* **Exercise requirements**: List each line of the material below that contains the string "window". Case counts.

──────── Data in this exercise ────────

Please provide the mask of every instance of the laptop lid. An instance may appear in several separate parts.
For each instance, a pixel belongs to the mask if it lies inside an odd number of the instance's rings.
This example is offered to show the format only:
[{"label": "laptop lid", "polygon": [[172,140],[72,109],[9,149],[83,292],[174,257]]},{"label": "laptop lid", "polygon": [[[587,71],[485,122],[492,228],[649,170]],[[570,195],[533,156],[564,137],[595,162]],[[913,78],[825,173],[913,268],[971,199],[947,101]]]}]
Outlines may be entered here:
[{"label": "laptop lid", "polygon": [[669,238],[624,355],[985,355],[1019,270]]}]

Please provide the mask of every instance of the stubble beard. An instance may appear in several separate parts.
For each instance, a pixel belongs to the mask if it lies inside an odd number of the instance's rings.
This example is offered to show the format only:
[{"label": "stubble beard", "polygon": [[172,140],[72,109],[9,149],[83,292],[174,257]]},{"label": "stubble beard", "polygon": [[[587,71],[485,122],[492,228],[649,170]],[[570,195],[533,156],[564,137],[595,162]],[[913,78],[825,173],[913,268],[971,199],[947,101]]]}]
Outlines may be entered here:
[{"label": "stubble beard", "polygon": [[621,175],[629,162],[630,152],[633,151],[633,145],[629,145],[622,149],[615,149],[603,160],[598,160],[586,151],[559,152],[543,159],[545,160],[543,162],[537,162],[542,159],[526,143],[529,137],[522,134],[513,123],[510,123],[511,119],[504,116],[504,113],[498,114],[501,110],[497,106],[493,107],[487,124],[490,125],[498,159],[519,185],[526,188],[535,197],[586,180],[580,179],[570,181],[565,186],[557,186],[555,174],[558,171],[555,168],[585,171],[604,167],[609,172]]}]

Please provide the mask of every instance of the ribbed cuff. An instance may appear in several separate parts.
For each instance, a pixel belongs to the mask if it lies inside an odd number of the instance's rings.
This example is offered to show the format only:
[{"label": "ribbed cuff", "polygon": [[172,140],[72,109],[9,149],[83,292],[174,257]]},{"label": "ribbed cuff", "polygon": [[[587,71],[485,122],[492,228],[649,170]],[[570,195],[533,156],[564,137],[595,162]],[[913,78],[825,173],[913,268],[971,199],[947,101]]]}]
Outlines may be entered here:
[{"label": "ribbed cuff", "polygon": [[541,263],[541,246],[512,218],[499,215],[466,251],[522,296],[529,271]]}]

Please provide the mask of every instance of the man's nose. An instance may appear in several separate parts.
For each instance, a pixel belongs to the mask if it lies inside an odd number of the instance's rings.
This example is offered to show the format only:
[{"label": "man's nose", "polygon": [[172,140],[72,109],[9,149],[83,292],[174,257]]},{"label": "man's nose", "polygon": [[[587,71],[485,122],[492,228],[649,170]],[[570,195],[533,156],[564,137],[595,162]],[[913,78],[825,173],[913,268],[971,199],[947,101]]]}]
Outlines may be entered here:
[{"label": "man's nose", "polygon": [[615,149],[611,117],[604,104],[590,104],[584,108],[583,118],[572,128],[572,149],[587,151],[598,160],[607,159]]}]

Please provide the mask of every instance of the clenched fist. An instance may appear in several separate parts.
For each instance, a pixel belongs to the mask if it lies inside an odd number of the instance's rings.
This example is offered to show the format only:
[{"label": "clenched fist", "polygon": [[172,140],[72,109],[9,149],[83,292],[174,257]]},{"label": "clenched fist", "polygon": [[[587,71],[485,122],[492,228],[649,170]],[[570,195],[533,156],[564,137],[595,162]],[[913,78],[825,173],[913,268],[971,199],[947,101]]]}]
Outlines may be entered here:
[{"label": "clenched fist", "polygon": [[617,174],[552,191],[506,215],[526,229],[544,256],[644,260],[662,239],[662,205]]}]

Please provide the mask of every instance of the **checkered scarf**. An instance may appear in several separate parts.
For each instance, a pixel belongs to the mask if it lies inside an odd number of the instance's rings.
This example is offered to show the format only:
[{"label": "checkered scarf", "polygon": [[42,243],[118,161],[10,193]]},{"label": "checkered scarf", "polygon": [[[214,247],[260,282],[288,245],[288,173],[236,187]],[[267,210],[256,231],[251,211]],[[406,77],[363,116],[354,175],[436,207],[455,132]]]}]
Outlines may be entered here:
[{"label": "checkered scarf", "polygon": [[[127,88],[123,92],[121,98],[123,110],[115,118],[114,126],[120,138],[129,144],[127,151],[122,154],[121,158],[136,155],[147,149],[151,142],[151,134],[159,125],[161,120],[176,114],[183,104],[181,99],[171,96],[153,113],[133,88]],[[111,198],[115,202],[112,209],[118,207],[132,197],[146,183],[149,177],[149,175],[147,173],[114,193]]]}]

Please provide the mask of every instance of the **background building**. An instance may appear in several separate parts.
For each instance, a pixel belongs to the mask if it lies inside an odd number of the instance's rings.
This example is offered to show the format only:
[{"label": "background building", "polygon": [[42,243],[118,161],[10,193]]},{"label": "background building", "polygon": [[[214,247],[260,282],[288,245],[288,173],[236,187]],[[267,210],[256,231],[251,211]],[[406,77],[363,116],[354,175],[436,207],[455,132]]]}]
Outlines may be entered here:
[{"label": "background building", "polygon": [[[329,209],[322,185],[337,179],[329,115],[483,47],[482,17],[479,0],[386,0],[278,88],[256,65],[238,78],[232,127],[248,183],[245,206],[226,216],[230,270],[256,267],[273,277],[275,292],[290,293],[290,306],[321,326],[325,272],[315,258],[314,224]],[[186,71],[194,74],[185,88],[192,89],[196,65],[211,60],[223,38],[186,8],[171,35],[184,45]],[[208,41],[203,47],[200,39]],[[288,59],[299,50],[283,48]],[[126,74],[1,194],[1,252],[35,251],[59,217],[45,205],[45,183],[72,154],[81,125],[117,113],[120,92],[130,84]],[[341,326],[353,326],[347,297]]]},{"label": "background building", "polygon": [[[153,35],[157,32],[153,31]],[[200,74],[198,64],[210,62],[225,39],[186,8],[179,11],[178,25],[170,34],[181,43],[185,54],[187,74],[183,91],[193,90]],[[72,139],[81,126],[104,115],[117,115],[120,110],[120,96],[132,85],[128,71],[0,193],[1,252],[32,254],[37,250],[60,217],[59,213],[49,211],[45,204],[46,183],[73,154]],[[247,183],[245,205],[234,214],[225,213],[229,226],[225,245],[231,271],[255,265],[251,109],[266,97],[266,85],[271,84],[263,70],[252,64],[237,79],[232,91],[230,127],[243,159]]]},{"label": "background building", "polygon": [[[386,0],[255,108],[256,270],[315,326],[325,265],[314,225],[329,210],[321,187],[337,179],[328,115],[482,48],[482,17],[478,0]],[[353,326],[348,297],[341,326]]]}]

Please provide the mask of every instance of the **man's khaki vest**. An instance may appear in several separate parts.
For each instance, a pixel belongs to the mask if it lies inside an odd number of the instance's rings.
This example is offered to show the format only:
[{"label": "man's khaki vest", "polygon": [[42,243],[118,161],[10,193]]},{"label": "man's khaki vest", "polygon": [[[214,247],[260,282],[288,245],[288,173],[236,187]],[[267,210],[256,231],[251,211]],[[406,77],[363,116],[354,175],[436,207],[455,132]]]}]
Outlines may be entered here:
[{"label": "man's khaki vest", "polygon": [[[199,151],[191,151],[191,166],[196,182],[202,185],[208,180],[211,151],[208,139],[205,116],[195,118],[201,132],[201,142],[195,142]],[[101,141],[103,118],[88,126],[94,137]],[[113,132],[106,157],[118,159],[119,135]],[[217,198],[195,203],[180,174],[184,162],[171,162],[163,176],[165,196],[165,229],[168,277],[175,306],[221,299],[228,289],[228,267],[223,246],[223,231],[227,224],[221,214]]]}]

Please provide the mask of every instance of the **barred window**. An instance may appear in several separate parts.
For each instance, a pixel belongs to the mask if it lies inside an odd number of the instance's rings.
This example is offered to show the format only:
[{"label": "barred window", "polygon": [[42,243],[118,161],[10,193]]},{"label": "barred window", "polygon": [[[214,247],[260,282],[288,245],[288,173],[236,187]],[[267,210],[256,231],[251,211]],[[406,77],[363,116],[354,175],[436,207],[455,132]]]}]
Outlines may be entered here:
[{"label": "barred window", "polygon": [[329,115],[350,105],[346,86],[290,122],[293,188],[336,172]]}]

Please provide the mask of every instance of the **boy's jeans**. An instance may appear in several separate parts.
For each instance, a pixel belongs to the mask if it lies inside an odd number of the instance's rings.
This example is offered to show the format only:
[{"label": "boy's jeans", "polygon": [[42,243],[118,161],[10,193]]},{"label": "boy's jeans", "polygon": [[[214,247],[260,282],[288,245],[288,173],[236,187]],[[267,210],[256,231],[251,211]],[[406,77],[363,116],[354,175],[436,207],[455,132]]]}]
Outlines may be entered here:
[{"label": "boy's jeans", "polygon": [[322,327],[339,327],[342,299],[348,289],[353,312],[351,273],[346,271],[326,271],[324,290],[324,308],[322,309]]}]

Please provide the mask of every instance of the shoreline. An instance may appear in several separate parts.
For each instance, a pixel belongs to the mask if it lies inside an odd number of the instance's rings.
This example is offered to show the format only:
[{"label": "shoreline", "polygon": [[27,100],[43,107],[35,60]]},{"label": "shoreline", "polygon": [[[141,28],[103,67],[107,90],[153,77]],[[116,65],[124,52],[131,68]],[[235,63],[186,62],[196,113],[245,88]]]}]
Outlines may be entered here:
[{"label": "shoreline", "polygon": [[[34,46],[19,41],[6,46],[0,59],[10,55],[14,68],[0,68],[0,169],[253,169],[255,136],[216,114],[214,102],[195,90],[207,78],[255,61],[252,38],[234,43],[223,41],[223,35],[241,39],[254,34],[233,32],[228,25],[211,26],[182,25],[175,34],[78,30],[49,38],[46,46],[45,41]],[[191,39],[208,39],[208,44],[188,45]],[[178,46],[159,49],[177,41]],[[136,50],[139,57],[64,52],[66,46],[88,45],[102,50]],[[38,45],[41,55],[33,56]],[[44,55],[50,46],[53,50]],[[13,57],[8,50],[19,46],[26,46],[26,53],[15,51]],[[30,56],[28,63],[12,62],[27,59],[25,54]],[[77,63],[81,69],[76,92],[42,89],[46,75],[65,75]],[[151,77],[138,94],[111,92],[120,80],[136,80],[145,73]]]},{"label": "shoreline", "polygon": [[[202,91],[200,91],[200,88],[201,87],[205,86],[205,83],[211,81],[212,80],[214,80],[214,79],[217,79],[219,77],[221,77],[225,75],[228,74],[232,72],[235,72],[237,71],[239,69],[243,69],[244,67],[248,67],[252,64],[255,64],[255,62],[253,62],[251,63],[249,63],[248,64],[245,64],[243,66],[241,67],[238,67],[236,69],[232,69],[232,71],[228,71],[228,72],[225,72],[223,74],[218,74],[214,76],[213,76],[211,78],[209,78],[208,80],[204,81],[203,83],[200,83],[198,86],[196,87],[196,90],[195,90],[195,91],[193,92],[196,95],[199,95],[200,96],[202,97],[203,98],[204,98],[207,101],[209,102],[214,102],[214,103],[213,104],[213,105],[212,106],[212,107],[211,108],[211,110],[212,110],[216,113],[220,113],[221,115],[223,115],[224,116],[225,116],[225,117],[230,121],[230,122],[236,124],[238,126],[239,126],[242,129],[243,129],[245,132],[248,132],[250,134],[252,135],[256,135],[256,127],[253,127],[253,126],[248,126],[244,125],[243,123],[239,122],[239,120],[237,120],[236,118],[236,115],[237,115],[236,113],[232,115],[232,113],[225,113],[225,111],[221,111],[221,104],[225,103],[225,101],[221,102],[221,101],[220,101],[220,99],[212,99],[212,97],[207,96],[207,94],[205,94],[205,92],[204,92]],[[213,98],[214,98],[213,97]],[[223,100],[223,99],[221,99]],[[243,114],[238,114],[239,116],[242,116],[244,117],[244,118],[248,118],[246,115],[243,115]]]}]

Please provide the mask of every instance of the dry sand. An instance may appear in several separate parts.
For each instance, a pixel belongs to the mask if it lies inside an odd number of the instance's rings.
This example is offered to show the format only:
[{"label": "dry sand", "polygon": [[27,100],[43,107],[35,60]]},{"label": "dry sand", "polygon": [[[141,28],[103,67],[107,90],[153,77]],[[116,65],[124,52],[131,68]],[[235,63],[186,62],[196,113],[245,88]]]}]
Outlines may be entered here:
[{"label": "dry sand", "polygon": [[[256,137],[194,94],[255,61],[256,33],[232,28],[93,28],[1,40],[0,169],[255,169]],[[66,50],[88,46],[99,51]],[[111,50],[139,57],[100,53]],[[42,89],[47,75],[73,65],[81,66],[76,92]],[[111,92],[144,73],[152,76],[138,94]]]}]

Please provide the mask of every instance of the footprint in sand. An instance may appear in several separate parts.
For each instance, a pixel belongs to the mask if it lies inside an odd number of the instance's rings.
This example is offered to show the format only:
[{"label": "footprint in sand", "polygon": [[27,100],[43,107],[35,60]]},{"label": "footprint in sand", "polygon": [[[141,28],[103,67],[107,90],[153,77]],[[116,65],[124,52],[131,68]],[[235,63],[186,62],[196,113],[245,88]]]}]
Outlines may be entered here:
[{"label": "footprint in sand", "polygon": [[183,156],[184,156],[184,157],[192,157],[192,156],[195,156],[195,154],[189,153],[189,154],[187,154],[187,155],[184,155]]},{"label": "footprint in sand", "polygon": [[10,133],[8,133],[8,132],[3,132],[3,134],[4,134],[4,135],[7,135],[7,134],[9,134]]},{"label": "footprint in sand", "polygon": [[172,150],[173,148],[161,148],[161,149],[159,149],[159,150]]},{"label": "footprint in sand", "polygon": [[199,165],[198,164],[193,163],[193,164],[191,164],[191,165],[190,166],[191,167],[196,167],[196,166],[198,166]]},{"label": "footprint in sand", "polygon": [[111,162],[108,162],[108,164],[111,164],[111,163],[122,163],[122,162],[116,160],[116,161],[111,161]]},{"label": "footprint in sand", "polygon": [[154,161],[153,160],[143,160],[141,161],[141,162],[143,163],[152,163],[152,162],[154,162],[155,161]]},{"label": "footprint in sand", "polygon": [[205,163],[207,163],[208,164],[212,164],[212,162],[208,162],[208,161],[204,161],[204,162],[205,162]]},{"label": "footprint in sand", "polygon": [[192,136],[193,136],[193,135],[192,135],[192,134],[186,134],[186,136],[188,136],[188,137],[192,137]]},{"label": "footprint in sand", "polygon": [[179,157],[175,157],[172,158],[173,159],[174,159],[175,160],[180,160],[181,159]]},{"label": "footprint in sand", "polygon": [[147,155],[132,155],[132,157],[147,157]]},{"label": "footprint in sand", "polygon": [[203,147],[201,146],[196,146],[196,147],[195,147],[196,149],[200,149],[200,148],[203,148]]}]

────────

* **Worked answer**:
Please provide the mask of every instance of the **barred window**. An instance may appear in several separate parts.
[{"label": "barred window", "polygon": [[42,243],[118,161],[10,193]]},{"label": "barred window", "polygon": [[[214,247],[260,282],[288,245],[288,173],[236,187]],[[267,210],[256,231],[251,211]],[[406,77],[363,116],[354,175],[436,207],[455,132]]]}]
[{"label": "barred window", "polygon": [[329,115],[350,105],[346,86],[290,122],[293,188],[336,172]]}]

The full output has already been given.